— START OF THE DATA —
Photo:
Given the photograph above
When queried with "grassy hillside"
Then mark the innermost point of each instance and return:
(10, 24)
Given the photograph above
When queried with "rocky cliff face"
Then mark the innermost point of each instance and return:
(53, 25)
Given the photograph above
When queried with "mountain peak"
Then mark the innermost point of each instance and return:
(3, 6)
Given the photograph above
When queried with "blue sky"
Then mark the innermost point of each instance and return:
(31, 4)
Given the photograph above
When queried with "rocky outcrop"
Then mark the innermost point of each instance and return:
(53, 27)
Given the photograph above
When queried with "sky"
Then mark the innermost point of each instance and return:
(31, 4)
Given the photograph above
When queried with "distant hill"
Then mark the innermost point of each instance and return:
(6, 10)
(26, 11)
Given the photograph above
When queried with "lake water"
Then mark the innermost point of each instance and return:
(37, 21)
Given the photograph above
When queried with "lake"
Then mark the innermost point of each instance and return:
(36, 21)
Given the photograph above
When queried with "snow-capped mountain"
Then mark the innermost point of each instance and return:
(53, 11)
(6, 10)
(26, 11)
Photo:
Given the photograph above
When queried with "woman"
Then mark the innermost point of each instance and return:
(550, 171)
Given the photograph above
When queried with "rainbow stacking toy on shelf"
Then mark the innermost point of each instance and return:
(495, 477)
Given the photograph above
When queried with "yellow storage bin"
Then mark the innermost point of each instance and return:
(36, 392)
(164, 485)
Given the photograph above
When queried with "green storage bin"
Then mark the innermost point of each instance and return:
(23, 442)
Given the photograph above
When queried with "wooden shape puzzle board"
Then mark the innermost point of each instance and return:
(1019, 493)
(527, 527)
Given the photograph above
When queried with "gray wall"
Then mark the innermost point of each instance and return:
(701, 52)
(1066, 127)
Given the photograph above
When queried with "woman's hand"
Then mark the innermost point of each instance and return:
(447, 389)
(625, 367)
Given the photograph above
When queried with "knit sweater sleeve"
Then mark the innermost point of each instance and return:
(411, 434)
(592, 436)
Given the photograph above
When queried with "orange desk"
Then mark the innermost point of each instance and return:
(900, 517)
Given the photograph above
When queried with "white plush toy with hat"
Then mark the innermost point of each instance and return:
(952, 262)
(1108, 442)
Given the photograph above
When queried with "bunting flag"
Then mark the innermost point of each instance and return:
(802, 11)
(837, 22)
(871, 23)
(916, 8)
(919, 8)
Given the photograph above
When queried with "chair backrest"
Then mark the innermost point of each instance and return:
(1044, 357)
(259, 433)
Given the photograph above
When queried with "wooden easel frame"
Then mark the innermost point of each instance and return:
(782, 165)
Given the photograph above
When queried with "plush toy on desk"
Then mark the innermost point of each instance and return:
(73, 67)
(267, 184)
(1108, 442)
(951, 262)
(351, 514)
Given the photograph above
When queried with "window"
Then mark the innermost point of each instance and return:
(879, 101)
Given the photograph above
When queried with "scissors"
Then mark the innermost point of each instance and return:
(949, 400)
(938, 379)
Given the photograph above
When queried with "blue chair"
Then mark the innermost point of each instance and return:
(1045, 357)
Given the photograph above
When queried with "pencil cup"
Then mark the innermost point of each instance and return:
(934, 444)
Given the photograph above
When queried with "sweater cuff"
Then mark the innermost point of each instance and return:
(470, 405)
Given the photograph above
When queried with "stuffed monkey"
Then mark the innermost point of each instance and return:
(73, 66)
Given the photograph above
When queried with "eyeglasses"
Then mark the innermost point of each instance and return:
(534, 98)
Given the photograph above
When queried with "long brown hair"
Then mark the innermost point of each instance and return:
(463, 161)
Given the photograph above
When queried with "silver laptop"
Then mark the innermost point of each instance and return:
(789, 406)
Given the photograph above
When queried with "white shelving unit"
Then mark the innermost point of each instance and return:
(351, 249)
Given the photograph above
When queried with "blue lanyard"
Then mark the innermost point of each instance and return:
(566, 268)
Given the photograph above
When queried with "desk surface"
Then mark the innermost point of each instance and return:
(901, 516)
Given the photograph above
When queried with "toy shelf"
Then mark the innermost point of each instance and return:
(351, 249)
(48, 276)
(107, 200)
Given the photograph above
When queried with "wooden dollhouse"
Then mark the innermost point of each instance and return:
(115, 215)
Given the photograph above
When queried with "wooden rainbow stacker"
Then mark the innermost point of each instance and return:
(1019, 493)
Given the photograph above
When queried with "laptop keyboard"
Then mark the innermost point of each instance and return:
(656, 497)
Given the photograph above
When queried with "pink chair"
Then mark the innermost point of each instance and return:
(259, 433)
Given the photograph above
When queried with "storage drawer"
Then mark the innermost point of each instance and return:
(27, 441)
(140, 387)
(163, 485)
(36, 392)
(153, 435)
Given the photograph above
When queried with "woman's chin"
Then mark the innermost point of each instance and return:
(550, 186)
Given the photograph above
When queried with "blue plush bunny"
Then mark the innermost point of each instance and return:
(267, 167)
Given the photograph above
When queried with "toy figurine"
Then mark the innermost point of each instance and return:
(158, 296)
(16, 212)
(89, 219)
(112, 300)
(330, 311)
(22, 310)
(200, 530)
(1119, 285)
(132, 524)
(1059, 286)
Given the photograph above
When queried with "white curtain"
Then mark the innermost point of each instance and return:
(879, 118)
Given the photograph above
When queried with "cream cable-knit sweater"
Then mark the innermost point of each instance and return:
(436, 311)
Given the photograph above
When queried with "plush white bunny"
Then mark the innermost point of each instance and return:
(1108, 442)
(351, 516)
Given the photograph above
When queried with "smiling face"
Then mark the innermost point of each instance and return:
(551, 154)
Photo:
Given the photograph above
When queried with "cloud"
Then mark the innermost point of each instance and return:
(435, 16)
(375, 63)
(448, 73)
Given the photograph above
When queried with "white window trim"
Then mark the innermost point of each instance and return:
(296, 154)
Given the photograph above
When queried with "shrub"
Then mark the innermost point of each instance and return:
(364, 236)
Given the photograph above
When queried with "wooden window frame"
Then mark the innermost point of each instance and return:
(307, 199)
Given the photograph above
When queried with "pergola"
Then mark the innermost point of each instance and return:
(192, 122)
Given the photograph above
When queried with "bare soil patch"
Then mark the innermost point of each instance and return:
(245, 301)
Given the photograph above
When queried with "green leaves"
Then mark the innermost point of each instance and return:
— END OF THE DATA —
__WHAT YOU NEED TO DO__.
Write out every entry word for word.

__TASK SOLUTION__.
Photo:
Given the photograph above
When queried with "grassy hillside"
Then mark the innermost point of each instance and return:
(10, 24)
Given the photograph above
When queried with "rocky cliff face"
Then mark the innermost point of each instance and return:
(53, 25)
Given the photograph above
When queried with "mountain peak"
Then mark the innermost point of each instance and return:
(3, 6)
Given the photograph above
When queried with "blue sky"
Then mark the innermost point of each instance and return:
(31, 4)
Given the photograph above
When queried with "rocky outcrop"
Then mark the innermost point of each instance and return:
(53, 27)
Given the photograph above
When queried with "sky"
Then mark the innermost point of each instance and return:
(31, 4)
Given the photograph above
When queried with "distant hill"
Then mark the innermost point of each instance and return:
(6, 10)
(26, 11)
Given the photograph above
When queried with "lake water"
Then mark the innermost point of each instance and return:
(37, 21)
Given the photograph above
When queried with "lake"
Then mark the innermost point of each instance and return:
(36, 21)
Given the photograph above
When queried with "snow-capped mountain"
Then mark the innermost point of each instance and return:
(53, 11)
(6, 10)
(26, 11)
Photo:
Given the photograph above
When queried with "woman"
Then mark the innermost point of each instance and return:
(550, 171)
Given the photograph above
When queried with "rainbow stacking toy on shelf"
Then mark the innermost point of each instance and return:
(495, 477)
Given the photograph above
When queried with "yellow storage bin"
Then mark the innermost point of each instance and return:
(36, 392)
(164, 485)
Given the photograph above
When queried with "green storage bin"
Then mark the innermost point of each instance and return:
(23, 442)
Given the photograph above
When queried with "wooden shape puzzle board"
Then mark the innermost point of each instance and return:
(1019, 493)
(527, 527)
Given the photograph above
When queried with "gray wall"
Then mark the innermost point of each instance and return:
(701, 52)
(1066, 127)
Given the photograph above
When queried with "woman's hand"
Then mark the innermost point of each instance and return:
(447, 389)
(625, 367)
Given the photograph above
When queried with "knit sweater sleeve"
Then mark the innermost point of each instance and return:
(411, 434)
(592, 436)
Given the photograph above
When queried with "orange desk"
Then mark the innermost point of each instance and return:
(900, 517)
Given the photograph above
When queried with "white plush toy with hat"
Then mark the innermost point of each instance and return:
(952, 262)
(1108, 442)
Given the photograph above
When queried with "bunting flag"
Then mark the innermost point of each instance and return:
(802, 11)
(837, 22)
(871, 23)
(916, 8)
(919, 8)
Given the photograph above
When queried with "chair backrest"
Then mark the innermost point of each instance and return:
(1044, 357)
(259, 433)
Given the photograph above
When queried with "wooden easel frame"
Then mark the innermost point of each instance and return:
(782, 165)
Given the photograph above
When queried with "plush toy on desk"
Then mark the innermost point of each instance and return:
(73, 67)
(267, 184)
(1108, 442)
(951, 262)
(351, 514)
Given the photograph above
When queried with "window"
Then mark the innermost point of each instance and return:
(879, 101)
Given the photograph above
When queried with "scissors"
Then mark the innermost point of each instance and return:
(949, 400)
(938, 379)
Given the photograph above
When queried with "blue chair"
Then mark the innermost point of each instance and return:
(1045, 357)
Given the photograph above
When queried with "pencil cup"
Then mark the innermost point of each instance and return:
(934, 444)
Given the photograph above
When queried with "sweater cuff"
Then mark the innermost point of each instance and return:
(470, 405)
Given the photograph above
When queried with "stuffed monkey"
Then mark the innermost point of each instance and return:
(73, 66)
Given the photograph above
When queried with "eyeglasses"
Then mark the innermost point of each instance and return:
(534, 98)
Given the photograph above
When queried with "long brown hair"
Then mark the innermost point of each instance and return:
(463, 161)
Given the photograph above
When queried with "silver laptop"
Then mark the innermost point of each instance and return:
(789, 406)
Given the photograph above
When queried with "white shelving unit"
Then mark the innermost point of each instance and return:
(351, 249)
Given the photograph above
When queried with "blue lanyard"
Then mark the innermost point of each instance and return:
(566, 268)
Given the photograph above
When queried with "desk surface"
Then mark the innermost point of each instance and return:
(901, 516)
Given the photograph above
When queried with "toy shelf"
Then mark the innermost point of each instance and return:
(351, 249)
(48, 276)
(107, 200)
Given the photograph above
When queried with "wooden dollhouse"
Then mark the innermost point of each instance and return:
(115, 215)
Given the photograph above
When queried with "wooden rainbow stacker"
Then mark the innermost point of each instance and return:
(1019, 493)
Given the photograph above
When queried with "laptop keyboard"
Then mark the innermost point of each instance and return:
(656, 497)
Given the photograph above
When queried with "pink chair"
Then mark the innermost point of each instance and return:
(259, 433)
Given the photograph above
When queried with "storage drawer"
Then mark the innermost point of each instance and return:
(27, 441)
(140, 387)
(163, 485)
(36, 392)
(153, 435)
Given the photograph above
When queried with "woman's chin"
Then mark the innermost point of each instance and return:
(550, 186)
Given the photograph above
When queried with "blue plush bunny"
Then mark the innermost point of each instance and return:
(267, 167)
Given the photograph above
When queried with "toy figurine"
Then mark the innermost point of each instance and return:
(158, 296)
(16, 212)
(89, 219)
(112, 300)
(330, 311)
(22, 310)
(200, 530)
(1119, 285)
(132, 524)
(1059, 286)
Given the photograph above
When queried with "white curtain"
Then mark the innermost point of each instance and return:
(879, 118)
Given the photograph above
When queried with "cream cable-knit sweater"
Then mark the innermost point of each instance and return:
(436, 311)
Given the photograph above
When queried with "plush white bunny"
Then mark the innermost point of each instance and return:
(1108, 442)
(351, 516)
Given the photograph above
When queried with "smiling face"
Then mark the innermost point of each instance and return:
(551, 154)
Photo:
Given the photograph above
When queried with "cloud"
Then mark the innermost point of each instance and return:
(435, 16)
(375, 63)
(448, 73)
Given the photograph above
When queried with "white window trim"
Then mark the innermost point of each instance and return:
(296, 154)
Given the photograph above
When queried with "shrub"
Then mark the innermost point of each instance and return:
(364, 236)
Given the photograph above
When queried with "wooden window frame"
Then mark the innermost point of each instance and return:
(307, 199)
Given the photograph above
When queried with "pergola"
Then mark the innermost point of each instance and return:
(192, 122)
Given the photograph above
When queried with "bare soil patch"
Then mark the innermost point of each instance and return:
(245, 301)
Given the photograph above
When queried with "green leaves"
Then mark the innermost point of each instance and return:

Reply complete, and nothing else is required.